- [Page]
Continue to Site

Eng-Tips is the largest engineering community on the Internet

Intelligent Work Forums for Engineering Professionals

  • Congratulations KootK on being selected by the Eng-Tips community for having the most helpful posts in the forums last week. Way to Go!

AISC 15th Spec - F7.3 (WLB for Box Beams) Doesn't make sense 2

Status
Not open for further replies.

b-clark

Structural
Jul 10, 2018
5
We design a lot of box beams where I work, so we use F7 a lot. In the AISC 15th, they added a brand new section for slender webs that wasn't there before.

It's broken down into two sub-sections:
(1) Compression flange yielding
(2) Compression flange local buckling

I'm not seeing how either of those failure modes are relevant to web local buckling, nor the equations that are given in this section. Has anyone else looked over this new section? See below.

Screenshot_2021-09-28_140521_p8gvoy.png
 
Replies continue below

Recommended for you

I don't have a reference in front of me but I think some slender webs aren't enough to brace the compression flange from buckling, meaning the flange buckles into the softened area next to the compression flange. It looks different than regular web buckling.

- [Tasks for this exercise]
• a. Answer these about the forum thread on AISC section F7.3:
(i) In which edition of the AISC specification was the new section for slender webs added?
(ii) Into which two sub-sections is that new section broken down?
(iii) According to the reply, what are some slender webs not enough to do?
• b. Pick up the forum thread on AISC section F7.3 after its final sentence and carry it on.
The listing that comes next has no connection to the forum thread.

- [Raw data]

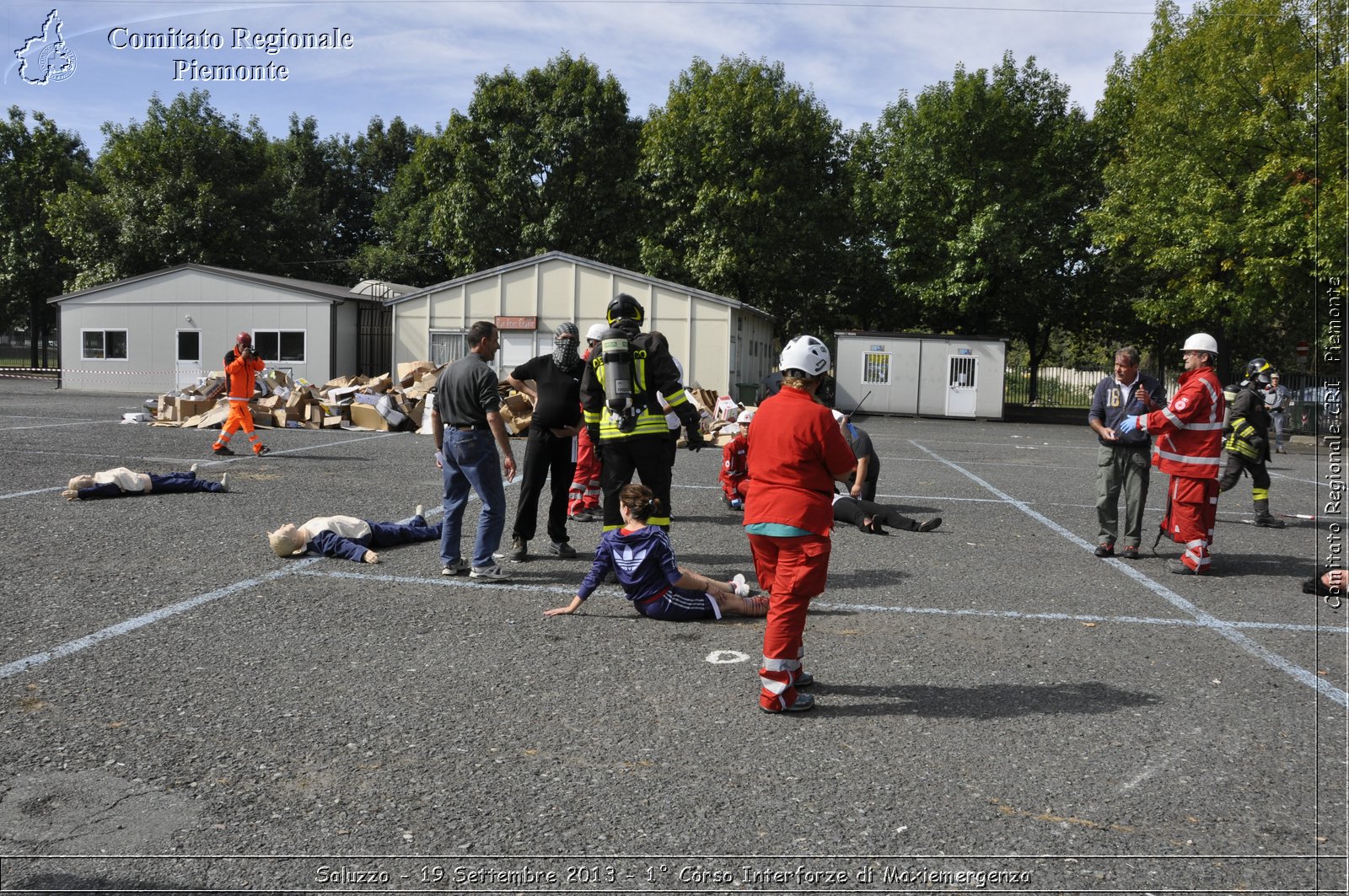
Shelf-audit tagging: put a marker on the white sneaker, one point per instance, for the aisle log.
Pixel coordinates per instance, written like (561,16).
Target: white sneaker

- [Answers for the tasks]
• a.
(i) The AISC 15th.
(ii) Compression flange yielding and compression flange local buckling.
(iii) Brace the compression flange from buckling.

• b.
It's taken me a little while to understand it. But, reading through the commentary, I gathered that this section was based on section F5 (I shaped members with slender webs), but with a doubling of the aw value to account for their being two webs. ​

F7.3c) Applies to sections with slender webs.
Subsection (1) is correctly related to compression flange yielding. Just it applies an Rpg (a bending reduction factor related to plate girder that really only comes up when we've got a slender web. Right?

Subsection (2) then covers the other scenario where you have BOTH a slender web and a slender flange.


It's definitely confusing, but after taking some time..... I think it makes sense. I'd like to experiment with numbers or graphs about what happens to the capacity and Rpg factors as the slenderness increases or decreases. But, that would be just to see the trend as it heads towards and away from those two slenderness points.
 
Rpg is the ancient Basler way of dealing with so-called "bend buckling." If you have a copy of Salmon & Johnson, this is covered under Plate Girders. Rpg has some serious staying power. LOL

The basic idea is that the web buckles in the compression region before there is yielding anywhere in the section. The resulting stress distribution at the ultimate strength is nonlinear through the web. There is stress redistribution because the compression portion of the web becomes more flexible and more stress is thrown to the compression flange. All of this is taken into account in Rpg. It's the same formulation as that in F5 for regular plate girders.
 
These explanations make sense after some thought. Thanks to all of you for your help.
 
Status
Not open for further replies.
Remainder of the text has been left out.